Problem:
Pick out each line of the items below that contains the word "blonde", and copy those lines.
-- Begin Information shown --
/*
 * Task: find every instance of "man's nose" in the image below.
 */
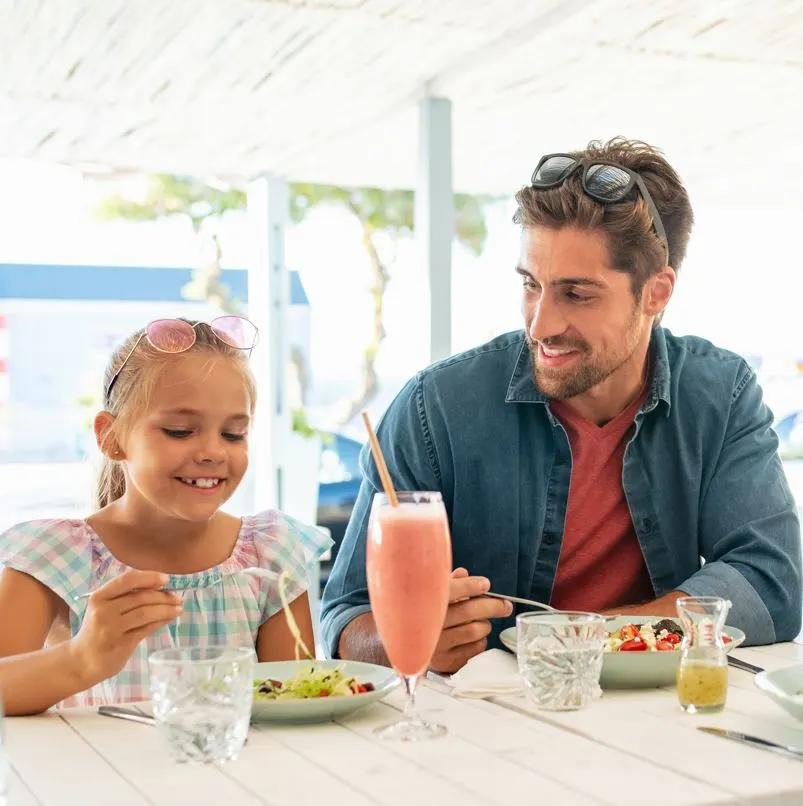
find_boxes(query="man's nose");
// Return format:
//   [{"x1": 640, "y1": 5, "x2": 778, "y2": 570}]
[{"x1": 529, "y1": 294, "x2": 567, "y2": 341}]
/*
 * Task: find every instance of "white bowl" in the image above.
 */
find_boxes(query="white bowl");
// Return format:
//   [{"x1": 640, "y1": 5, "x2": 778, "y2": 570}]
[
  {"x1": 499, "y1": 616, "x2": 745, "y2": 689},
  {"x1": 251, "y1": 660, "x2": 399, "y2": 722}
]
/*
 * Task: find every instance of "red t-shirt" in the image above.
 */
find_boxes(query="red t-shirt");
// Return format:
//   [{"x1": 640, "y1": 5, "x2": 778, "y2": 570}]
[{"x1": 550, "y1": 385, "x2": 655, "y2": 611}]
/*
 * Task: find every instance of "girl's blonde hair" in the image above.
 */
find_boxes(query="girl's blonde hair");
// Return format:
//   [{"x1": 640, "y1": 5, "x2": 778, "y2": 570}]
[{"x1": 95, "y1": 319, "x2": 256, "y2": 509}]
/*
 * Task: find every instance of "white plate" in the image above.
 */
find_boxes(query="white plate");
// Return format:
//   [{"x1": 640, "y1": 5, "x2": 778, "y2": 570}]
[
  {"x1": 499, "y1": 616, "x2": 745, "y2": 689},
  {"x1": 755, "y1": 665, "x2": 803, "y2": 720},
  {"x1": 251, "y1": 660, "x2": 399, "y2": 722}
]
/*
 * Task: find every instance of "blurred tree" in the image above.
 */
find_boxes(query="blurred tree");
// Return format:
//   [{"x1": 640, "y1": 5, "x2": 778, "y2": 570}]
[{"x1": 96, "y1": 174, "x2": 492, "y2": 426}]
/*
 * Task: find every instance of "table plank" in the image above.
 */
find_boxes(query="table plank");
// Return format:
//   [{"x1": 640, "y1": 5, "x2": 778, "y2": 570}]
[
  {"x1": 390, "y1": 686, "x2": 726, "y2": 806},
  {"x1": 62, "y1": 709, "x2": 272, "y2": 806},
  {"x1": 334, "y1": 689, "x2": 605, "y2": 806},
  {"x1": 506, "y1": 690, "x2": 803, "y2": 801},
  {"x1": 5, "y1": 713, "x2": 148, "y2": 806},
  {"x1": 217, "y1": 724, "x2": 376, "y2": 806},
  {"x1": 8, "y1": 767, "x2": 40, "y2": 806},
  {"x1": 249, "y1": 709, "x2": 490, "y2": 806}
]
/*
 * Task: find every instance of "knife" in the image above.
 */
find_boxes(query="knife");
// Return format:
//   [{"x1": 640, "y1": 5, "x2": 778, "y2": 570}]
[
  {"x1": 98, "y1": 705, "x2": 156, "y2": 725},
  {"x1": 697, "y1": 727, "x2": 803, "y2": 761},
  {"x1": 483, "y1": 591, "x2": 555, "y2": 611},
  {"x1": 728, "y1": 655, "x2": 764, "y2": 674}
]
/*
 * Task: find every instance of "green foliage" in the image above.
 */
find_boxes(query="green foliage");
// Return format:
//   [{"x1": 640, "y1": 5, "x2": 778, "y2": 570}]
-- End Information shown --
Solution to this problem:
 * Task: find every instance of "girl's blonde hair" in the image above.
find_boxes(query="girl's blonde hair");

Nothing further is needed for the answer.